## [What is being asked]
Each record must be repeated exactly. None may be dropped.
◇ ◇ ◇ ◇
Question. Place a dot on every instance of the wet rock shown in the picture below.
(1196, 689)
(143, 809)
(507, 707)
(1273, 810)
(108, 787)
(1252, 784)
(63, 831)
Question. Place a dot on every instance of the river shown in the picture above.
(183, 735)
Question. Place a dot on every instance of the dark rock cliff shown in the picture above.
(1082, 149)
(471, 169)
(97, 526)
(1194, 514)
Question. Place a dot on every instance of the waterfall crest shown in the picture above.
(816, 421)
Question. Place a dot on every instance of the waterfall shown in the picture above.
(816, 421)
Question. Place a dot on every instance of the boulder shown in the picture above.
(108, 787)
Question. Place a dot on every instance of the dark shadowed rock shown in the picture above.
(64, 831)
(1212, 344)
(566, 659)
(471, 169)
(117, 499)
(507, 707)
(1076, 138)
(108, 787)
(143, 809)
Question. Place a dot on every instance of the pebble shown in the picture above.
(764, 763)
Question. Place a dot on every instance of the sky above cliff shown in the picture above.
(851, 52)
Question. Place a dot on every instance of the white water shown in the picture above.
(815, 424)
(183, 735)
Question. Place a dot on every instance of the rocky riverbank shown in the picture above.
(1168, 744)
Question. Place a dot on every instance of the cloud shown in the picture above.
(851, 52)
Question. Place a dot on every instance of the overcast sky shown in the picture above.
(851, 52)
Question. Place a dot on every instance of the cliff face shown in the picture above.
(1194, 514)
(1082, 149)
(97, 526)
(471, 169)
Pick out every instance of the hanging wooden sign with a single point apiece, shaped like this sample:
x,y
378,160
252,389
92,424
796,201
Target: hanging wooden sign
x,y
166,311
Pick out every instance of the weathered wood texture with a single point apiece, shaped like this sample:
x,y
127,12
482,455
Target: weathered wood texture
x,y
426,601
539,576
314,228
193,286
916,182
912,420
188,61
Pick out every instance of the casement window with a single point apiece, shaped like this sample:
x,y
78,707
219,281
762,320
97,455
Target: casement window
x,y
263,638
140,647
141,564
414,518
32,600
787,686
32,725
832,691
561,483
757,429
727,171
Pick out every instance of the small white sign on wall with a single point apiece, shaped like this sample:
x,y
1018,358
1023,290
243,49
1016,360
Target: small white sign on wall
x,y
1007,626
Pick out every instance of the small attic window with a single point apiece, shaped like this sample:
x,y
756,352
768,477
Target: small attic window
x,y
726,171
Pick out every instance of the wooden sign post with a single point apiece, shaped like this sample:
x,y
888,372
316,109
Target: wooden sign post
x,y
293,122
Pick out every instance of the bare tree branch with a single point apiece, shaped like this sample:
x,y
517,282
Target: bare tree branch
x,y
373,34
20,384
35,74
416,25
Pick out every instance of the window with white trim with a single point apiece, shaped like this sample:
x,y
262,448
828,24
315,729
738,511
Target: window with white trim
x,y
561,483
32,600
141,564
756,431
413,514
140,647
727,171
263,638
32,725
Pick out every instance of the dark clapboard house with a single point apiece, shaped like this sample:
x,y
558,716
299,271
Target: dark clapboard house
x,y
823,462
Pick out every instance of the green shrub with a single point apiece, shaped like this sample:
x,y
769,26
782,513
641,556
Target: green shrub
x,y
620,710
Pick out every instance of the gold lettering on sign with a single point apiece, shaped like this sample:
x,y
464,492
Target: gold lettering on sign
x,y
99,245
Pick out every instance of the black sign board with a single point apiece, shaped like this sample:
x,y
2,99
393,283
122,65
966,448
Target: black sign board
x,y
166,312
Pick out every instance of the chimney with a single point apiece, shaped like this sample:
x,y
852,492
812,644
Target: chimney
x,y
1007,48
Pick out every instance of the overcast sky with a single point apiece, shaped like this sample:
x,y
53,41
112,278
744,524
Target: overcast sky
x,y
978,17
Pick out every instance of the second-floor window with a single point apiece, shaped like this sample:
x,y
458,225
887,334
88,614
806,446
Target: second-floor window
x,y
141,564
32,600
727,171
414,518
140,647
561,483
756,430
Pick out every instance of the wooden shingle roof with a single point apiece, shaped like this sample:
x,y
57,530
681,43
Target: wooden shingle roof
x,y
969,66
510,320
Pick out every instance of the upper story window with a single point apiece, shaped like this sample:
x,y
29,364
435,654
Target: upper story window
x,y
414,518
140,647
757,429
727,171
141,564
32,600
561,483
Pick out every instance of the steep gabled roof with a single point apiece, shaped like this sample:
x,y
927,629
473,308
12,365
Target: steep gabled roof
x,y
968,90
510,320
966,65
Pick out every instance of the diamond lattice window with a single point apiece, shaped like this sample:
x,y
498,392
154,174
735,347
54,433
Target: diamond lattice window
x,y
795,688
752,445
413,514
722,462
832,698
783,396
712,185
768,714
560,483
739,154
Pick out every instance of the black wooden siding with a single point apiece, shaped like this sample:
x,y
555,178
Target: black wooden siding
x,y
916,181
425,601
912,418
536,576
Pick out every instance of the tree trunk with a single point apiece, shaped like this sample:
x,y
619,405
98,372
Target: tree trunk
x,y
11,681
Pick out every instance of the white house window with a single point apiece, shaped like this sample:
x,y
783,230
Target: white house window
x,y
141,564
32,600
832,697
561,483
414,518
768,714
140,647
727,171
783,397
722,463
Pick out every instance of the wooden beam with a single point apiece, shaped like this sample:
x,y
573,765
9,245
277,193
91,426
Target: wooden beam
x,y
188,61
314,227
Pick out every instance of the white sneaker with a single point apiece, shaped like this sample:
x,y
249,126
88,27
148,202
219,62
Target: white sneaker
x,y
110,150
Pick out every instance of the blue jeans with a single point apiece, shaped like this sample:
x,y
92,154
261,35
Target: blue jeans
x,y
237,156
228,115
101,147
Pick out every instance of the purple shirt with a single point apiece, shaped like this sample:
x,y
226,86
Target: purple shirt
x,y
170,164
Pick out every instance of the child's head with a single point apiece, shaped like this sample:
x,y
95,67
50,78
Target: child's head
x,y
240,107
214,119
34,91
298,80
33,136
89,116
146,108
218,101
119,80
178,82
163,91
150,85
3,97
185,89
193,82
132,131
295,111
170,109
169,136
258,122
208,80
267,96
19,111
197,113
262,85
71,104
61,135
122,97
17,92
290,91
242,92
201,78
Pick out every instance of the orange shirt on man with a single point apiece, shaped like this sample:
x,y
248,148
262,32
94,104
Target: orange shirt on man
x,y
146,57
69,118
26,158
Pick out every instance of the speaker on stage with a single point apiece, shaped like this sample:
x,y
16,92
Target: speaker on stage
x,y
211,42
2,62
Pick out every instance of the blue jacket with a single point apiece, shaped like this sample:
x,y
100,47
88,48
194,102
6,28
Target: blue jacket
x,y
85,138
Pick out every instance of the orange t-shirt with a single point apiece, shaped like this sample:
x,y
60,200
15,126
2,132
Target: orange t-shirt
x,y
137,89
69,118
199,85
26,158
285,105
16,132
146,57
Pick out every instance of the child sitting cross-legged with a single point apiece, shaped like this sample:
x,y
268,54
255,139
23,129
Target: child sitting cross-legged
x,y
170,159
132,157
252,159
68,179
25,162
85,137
◇ ◇ ◇ ◇
## [Answer to the problem]
Question. Place a dot on every instance of the wet rock shown in the picture below.
(1196, 689)
(143, 809)
(507, 707)
(1273, 810)
(108, 787)
(1252, 784)
(63, 831)
Question. Place a dot on every instance of the river shown in the picture above.
(183, 735)
Question. Place a dot on every instance of the dark rock cliff shown in the picture above.
(1082, 149)
(471, 169)
(97, 526)
(1194, 514)
Question. Place a dot on every instance of the waterfall crest shown in the picture above.
(816, 421)
Question. Place a dot on every instance of the waterfall shown in the picture above.
(816, 421)
Question. Place a dot on every instance of the boulder shown in the picture above.
(108, 787)
Question. Place a dot on every instance of the dark shadowed rock shown in the picture above.
(64, 831)
(1212, 344)
(566, 659)
(471, 169)
(117, 499)
(507, 707)
(1076, 138)
(108, 787)
(143, 809)
Question. Place a dot on every instance of the pebble shown in the picture above.
(764, 763)
Question. Place a dot on every instance of the sky above cliff shown in the picture above.
(851, 52)
Question. Place a dot on every instance of the white water shown in the picture above.
(815, 424)
(183, 735)
Question. Place a dot on every instance of the rocky riverbank shown in the picture above.
(1168, 744)
Question. Place a dot on every instance of the cloud shown in the picture above.
(851, 52)
Question. Place a dot on every instance of the overcast sky shown in the picture above.
(851, 52)
Question. Place a dot on every instance of the cliff face shown in the picture above.
(1194, 514)
(1082, 149)
(97, 526)
(471, 169)
Pick out every instance of the hanging wooden sign with a single point apiece, shaped like this sample:
x,y
378,160
252,389
92,424
796,201
Target: hanging wooden sign
x,y
166,311
Pick out every instance of the weathered wood texture with a single point apiece, shaped like this sample:
x,y
127,12
482,455
Target: weathered wood texture
x,y
426,601
539,576
314,228
193,286
916,182
912,420
188,61
Pick out every instance of the casement window with a single point apiece, shaped like this sample:
x,y
78,707
219,281
762,320
97,455
Target: casement window
x,y
263,638
140,647
141,564
414,518
32,600
787,686
32,725
832,691
561,483
757,429
727,171
Pick out every instance of the small white sign on wall with a single point apiece, shaped like this sample:
x,y
1018,358
1023,290
243,49
1016,360
Target: small white sign on wall
x,y
1007,626
Pick out every instance of the small attic window with a single point apiece, shaped like this sample:
x,y
756,352
768,477
Target: small attic window
x,y
726,171
Pick out every instance of the wooden sign post with a single point apiece, shaped like this sample:
x,y
888,372
316,109
Target: wooden sign post
x,y
293,122
Pick out every instance of the bare tree branch with a single point apiece, shaped like this sample:
x,y
517,282
Target: bare tree branch
x,y
373,34
20,384
35,74
416,25
Pick out every instance of the window with white trim with a single point apiece, shaped like this sample:
x,y
262,448
828,24
315,729
738,511
Target: window with white trim
x,y
561,483
32,600
141,564
756,431
413,514
140,647
727,171
263,638
32,725
Pick out every instance of the dark clapboard house with a single point apiece, shaped like this sample:
x,y
558,716
299,271
Target: dark clapboard house
x,y
823,462
Pick out every instance of the green shrub with a single point apiece, shaped like this sample:
x,y
769,26
782,513
641,556
Target: green shrub
x,y
620,710
Pick out every instance of the gold lettering on sign with a single point apiece, shaped like this sample:
x,y
464,492
Target: gold lettering on sign
x,y
99,245
Pick out every instance of the black sign board with a single point apiece, shaped like this sample:
x,y
2,99
393,283
122,65
966,448
Target: black sign board
x,y
166,312
Pick out every instance of the chimney with a single point apiece, shaped like this sample:
x,y
852,492
812,644
Target: chimney
x,y
1007,48
Pick out every instance of the overcast sky with a single point apiece, shaped like this sample:
x,y
53,41
112,278
744,524
Target: overcast sky
x,y
978,17
Pick out every instance of the second-floor window with a single point apiece, shaped like this sample:
x,y
458,225
887,334
88,614
806,446
Target: second-floor window
x,y
141,564
32,600
727,171
414,518
140,647
561,483
756,430
Pick out every instance of the wooden shingle roof with a single point apiece, shaped like this sample:
x,y
57,530
681,43
Target: wooden shingle roof
x,y
969,66
510,320
Pick out every instance of the upper story window with a single point apiece, shaped like this sample:
x,y
29,364
435,654
Target: upper story window
x,y
414,518
140,647
757,429
727,171
141,564
32,600
561,483
Pick out every instance of the steep gabled roof with a single point apiece, shaped like this sample:
x,y
927,629
473,308
12,365
Target: steep gabled roof
x,y
968,90
510,320
966,65
Pick out every instance of the diamond lattice window with a single point apiece, shaped like this sample:
x,y
498,392
154,174
735,347
54,433
Target: diamond lattice window
x,y
795,688
752,445
413,514
722,462
832,698
783,396
712,185
768,714
560,483
739,154
Pick out every instance of the black wooden siding with a single point apiece, shaped like this sample:
x,y
555,178
Target: black wooden siding
x,y
916,181
425,601
912,418
536,576
Pick out every instance of the tree trunk with a single point apiece, shaped like this sample:
x,y
619,405
98,372
Target: tree trunk
x,y
11,681
Pick out every instance of the white house window with a single point apiece, shaped like this sample:
x,y
783,230
Target: white house window
x,y
141,564
32,600
832,697
561,483
414,518
768,714
140,647
727,171
783,397
722,463
Pick out every instance of the wooden beam with a single point apiece, shaped like this sample:
x,y
573,765
9,245
277,193
91,426
Target: wooden beam
x,y
188,61
314,227
Pick out every instance of the white sneaker with a single point apiece, shaped like this sample:
x,y
249,126
88,27
148,202
219,62
Target: white sneaker
x,y
110,150
Pick out every instance of the blue jeans with a single point apiece, shaped like this sample:
x,y
92,154
261,35
Target: blue jeans
x,y
237,156
228,115
101,147
Pick out every instance of the purple shirt with a single point apiece, shaped like this sample:
x,y
226,86
Target: purple shirt
x,y
170,164
Pick out every instance of the child's head with a single point apiece, shaped like this sample:
x,y
95,67
50,78
Target: child's head
x,y
240,107
214,119
34,91
298,80
33,136
89,116
146,108
218,101
119,80
178,82
163,91
150,85
3,97
185,89
193,82
132,131
295,111
170,109
169,136
258,122
208,80
267,96
19,111
197,113
262,85
71,104
61,135
122,97
17,92
290,91
242,92
201,78
Pick out every instance of the orange shirt on man with a single point apiece, shaped like this sample:
x,y
248,148
262,32
94,104
Target: orange shirt on man
x,y
146,57
69,118
26,158
Pick out every instance of the speaker on stage with a single point apiece, shaped like this sample:
x,y
16,92
Target: speaker on stage
x,y
211,42
2,62
Pick out every instance of the blue jacket with a single point apiece, shaped like this sample:
x,y
100,47
88,48
194,102
6,28
Target: blue jacket
x,y
85,138
Pick out every instance of the orange t-shirt with a single point apiece, shaped like this sample:
x,y
60,200
15,126
2,132
Target: orange t-shirt
x,y
137,89
69,118
199,85
26,158
285,105
16,132
146,57
Pick out every instance of the child sitting cross-legged with a single point apiece, shaped like this sample:
x,y
268,54
255,139
23,129
Target: child sitting cross-legged
x,y
170,159
132,157
252,159
68,179
25,162
85,137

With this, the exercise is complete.